### [Instructions to follow]
Reproduce the material below word for word, leaving out the pictures.
---+---
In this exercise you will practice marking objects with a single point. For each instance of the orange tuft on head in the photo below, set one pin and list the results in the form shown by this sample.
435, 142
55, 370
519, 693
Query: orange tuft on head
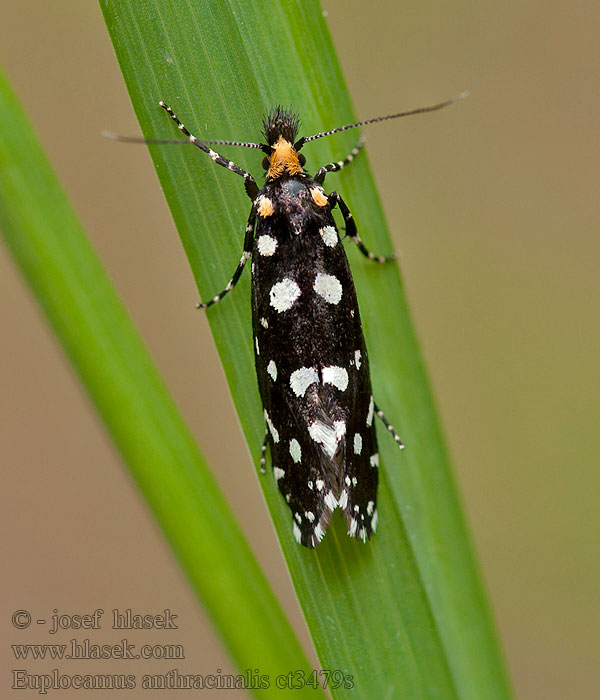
284, 160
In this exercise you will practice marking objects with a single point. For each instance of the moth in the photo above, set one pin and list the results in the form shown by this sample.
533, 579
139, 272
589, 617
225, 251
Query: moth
310, 354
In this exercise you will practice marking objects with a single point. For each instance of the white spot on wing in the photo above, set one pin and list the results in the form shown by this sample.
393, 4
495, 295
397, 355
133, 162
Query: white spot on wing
278, 473
267, 245
302, 378
329, 236
357, 443
337, 376
343, 500
283, 294
328, 287
274, 431
330, 501
370, 412
357, 358
295, 450
327, 436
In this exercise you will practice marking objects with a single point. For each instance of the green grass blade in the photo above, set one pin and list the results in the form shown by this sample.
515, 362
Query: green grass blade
404, 615
47, 242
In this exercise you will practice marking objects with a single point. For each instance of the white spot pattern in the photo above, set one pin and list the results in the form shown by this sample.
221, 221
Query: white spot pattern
357, 443
283, 294
295, 450
329, 236
302, 378
329, 287
278, 473
370, 412
357, 359
337, 376
325, 435
330, 501
343, 500
266, 245
274, 431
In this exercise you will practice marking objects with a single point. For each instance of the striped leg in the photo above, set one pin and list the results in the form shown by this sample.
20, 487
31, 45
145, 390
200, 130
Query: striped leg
---+---
### [Right answer]
In this exercise you will practice marking objects with a single point. For each instance of the orange tuft on head in the photo below, set one pin and list the results in the form shown by this sample.
435, 142
55, 370
519, 693
Query: orange tuft on head
284, 160
In this exercise you will practice marking objects with a single point. For each instance of the moth in the photo above, set one pin and list the results in the form shown by this sample.
533, 579
139, 272
589, 617
225, 251
Query: moth
310, 354
In this exercise you will practice marking objects with a single point. For each instance of the white spot on wing in the photo above, set one pin and list the results in the form shown by this sample.
393, 4
495, 295
397, 355
133, 162
Query: white spot on wing
278, 473
267, 245
302, 378
329, 236
357, 443
337, 376
343, 500
283, 294
328, 287
274, 431
330, 501
370, 412
357, 358
295, 450
327, 436
In this exercise you will practice marking objects with a single point. For each instance of the green grass blade in the photo above, set one pin and list the results in the form shown by this sample.
515, 362
Query: green grass blade
404, 615
47, 242
In this exercise you will practice marking objects with a single point. For each instance of the white spot pattern in the photo above, set one pin and list the results in the form shown by this sample.
221, 221
Query: white spot pattern
357, 443
283, 294
295, 450
329, 236
302, 378
329, 287
278, 473
370, 412
357, 359
337, 376
325, 435
330, 501
343, 500
266, 245
274, 431
In this exercise you will practice marking objects with a single point. For each instance of the striped leg in the photo above, set one pin and list the results in the form shown by this sample.
20, 487
31, 45
145, 390
200, 130
Query: striped leg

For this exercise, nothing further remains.